(Referring expression data)
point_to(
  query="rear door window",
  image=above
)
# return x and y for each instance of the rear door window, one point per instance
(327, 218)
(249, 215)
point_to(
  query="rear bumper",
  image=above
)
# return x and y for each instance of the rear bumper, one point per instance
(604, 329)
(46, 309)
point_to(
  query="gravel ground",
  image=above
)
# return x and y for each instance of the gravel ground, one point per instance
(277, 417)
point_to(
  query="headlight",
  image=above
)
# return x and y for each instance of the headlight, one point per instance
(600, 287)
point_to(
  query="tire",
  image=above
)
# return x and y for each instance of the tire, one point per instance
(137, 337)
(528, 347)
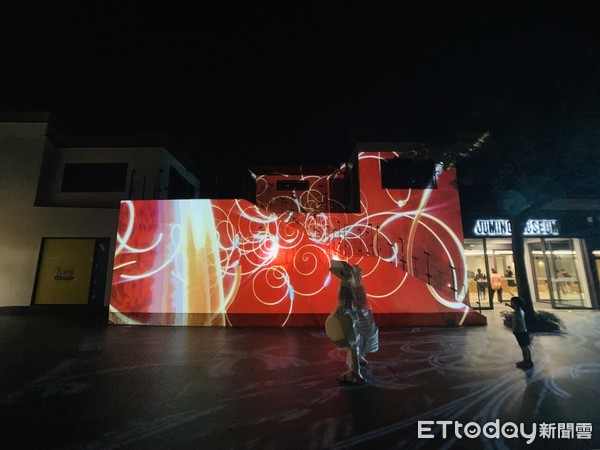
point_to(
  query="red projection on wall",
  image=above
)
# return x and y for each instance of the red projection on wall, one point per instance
(233, 263)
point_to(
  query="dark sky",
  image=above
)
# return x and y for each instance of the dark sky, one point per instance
(279, 82)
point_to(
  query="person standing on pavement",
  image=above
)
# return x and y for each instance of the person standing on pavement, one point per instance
(496, 284)
(521, 333)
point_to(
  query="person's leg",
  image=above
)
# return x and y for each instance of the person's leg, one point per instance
(352, 375)
(526, 354)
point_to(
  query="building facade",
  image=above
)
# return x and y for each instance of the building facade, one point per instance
(62, 196)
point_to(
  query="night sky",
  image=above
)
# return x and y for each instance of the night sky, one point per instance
(282, 82)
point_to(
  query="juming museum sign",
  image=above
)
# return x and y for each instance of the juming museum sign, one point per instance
(501, 227)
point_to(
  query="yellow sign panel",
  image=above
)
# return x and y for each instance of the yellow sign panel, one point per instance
(65, 271)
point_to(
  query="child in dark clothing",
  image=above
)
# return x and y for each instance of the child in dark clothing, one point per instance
(521, 333)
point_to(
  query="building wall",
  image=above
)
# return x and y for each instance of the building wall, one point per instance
(22, 225)
(34, 208)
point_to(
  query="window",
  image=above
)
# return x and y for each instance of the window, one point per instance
(405, 173)
(94, 177)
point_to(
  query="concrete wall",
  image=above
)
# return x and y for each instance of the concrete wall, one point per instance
(31, 166)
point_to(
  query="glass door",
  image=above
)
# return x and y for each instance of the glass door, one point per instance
(558, 273)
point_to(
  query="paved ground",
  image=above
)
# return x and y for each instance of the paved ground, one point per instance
(74, 382)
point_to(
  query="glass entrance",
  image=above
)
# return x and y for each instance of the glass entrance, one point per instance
(483, 255)
(559, 278)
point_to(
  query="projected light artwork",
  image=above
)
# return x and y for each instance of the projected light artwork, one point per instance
(234, 263)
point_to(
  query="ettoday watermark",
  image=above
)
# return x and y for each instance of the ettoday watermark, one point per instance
(508, 430)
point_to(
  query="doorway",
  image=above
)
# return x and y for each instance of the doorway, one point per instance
(558, 275)
(71, 271)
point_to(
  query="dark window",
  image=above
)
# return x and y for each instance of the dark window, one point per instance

PROMPT ▸ Without the pictures, return all the entries above exactly as they stand.

WRITTEN ANSWER ▸
point_to(
  query="rear door window",
  image=above
)
# return x and y for each instance of the rear door window, one point per instance
(327, 218)
(249, 215)
point_to(
  query="rear bumper",
  image=above
)
# return x and y for each instance of the rear bumper, one point per instance
(604, 329)
(46, 309)
point_to(
  query="gravel ground",
  image=above
)
# return x and y for each instance of the gravel ground, one point per instance
(277, 417)
point_to(
  query="headlight",
  image=above
)
# return x and y for each instance of the headlight, one point per instance
(600, 287)
point_to(
  query="tire",
  image=above
)
# return x and y for each instance of the tire, one point per instance
(137, 337)
(528, 347)
point_to(
  query="red projection on wall",
  image=above
)
# return x and y for each instance of the red projection on wall, one point per instance
(233, 263)
point_to(
  query="dark sky",
  image=above
)
# return x and y for each instance of the dark sky, one point per instance
(279, 82)
point_to(
  query="person standing on pavement",
  image=above
)
# return x and y for each instance of the person standing on pavement, one point per instance
(496, 284)
(521, 333)
point_to(
  query="person's leg",
  image=above
)
# return x and y for each instance of the person's leg, one point per instance
(352, 375)
(526, 354)
point_to(
  query="building facade",
  image=above
)
# return x and y for each instance of the building facade, one point per instance
(62, 196)
point_to(
  query="night sky",
  image=above
)
# return x and y for each instance of the night sky, one point per instance
(282, 82)
point_to(
  query="juming museum sign",
  image=above
)
# return x and y for each instance of the juming museum sign, one point per instance
(501, 227)
point_to(
  query="yellow sign panel",
  image=above
)
# return x and y for each instance of the yellow sign panel, one point per instance
(65, 271)
point_to(
  query="child in dark clothing",
  image=above
)
# return x and y for each instance of the child in dark clothing, one point per instance
(521, 333)
point_to(
  query="building wall",
  image=above
)
# return x and y for each instance of the building wall, one point per instance
(22, 225)
(34, 208)
point_to(
  query="window",
  image=above
)
# return x and y for each instance of the window, one point per instance
(405, 173)
(94, 177)
point_to(
  query="concrete wall",
  image=above
)
# return x and y for each instance of the concrete wall, one point per instance
(31, 166)
point_to(
  query="glass door",
  image=above
)
# return x and y for each instance of the glass door, one point per instance
(558, 273)
point_to(
  query="paved ground",
  image=above
)
# return x and y for each instance of the paved ground, one point per instance
(74, 382)
point_to(
  query="glass entrance",
  image=above
)
# return x and y for each instance of the glass entrance, one point per instance
(483, 255)
(559, 278)
point_to(
  query="projected light artwork",
  image=above
)
# return x and y for each instance of the projected light artwork, one point per instance
(234, 263)
point_to(
  query="ettoday watermark",
  image=above
)
# return x and y for each instance of the ettoday watermark, one point per instance
(508, 430)
point_to(
  query="doorway",
  image=above
)
# return x and y for each instance of the doorway, one point per instance
(558, 275)
(71, 271)
point_to(
  query="dark window",
  image=above
)
# return x and y for each instance of the dark window, one point per instance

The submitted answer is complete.